There is nothing more to be said or to be done tonight, so hand me over my violin and let us try to forget for half an hour the miserable weather and the still more miserable ways of our fellowmen. - Holmes

ct_anthony

#62
Hi everybody,

I like to bring this thread back again :D I've used the EQ from STM (well, the mid-control part) quite a bit in the last time... superb control and extremely good noise ratio... Really enjoying this circuit!

What I´d like to ask (or request help) is how to exactly scale the caps for frequency selection... I´ve learned from my MXR 6-Band that I want to boost at 800hz and 1.6Hz for about 6db using a specific amp/guitar combination into the gain channel.. thats why I want to build these two bands using the EQ design from here (best noise performance I´ve seen so far). But the caps don't seem to scale linear: 440/56 != 630/33 != 1000/18.

So my question is, which cap values do I need for almost exactly 800hz and 1600hz ?

Regards, Anthony

Edit: Corrected frequencies :D

Rob Strand

#63
From what I can see the actual frequencies of the MXR 6-band are 784Hz and 1.8kHz.

TASK REQUIREMENTS — Extend the forum discussion about choosing EQ capacitor values, starting right after its last post. The material that follows comes from a different source than the discussion above.

RECORDED INFORMATION —

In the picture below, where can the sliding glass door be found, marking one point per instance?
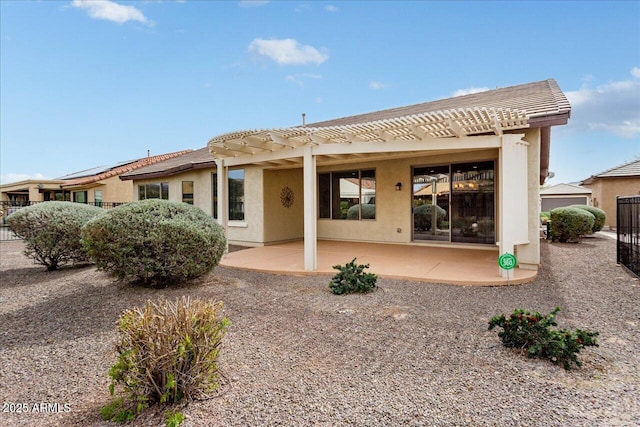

RESULT OF THIS TASK —
Using STM's circuit, to match these frequencies, I get  27n/2n7 and 12n/1n2.

However, the final response of the MXR circuit with two bands boosted is *quite different* to STM's circuit with two bands boosted.  This is normal as the two circuit add bands in a different manner.

The bandwidths of the MXR are more narrow and when two bands are added the shape of the bands skew such the frequencies skew upward.

STM's circuit is a cascade structure (series).  You can also use these "Bohn Equalizers" in a parallel structure like this:
[link remove until I find the ckt]

I did not see if the response of this structure matched the MXR closer.

The bottom line is different equalizers structures produce different results.
The MXR circuits are probably one of the worst for trying to understand how the bands interract.




Send:     . .- .-. - .... / - --- / --. --- .-. -
According to the water analogy of electricity, transistor leakage is caused by holes.

PRR

#64
> the caps don't seem to scale linear: 440/56 != 630/33 != 1000/18.

They should. But those are not the values on the "STM" on this page. In a 4-page thread, maybe you are pointing at another plan?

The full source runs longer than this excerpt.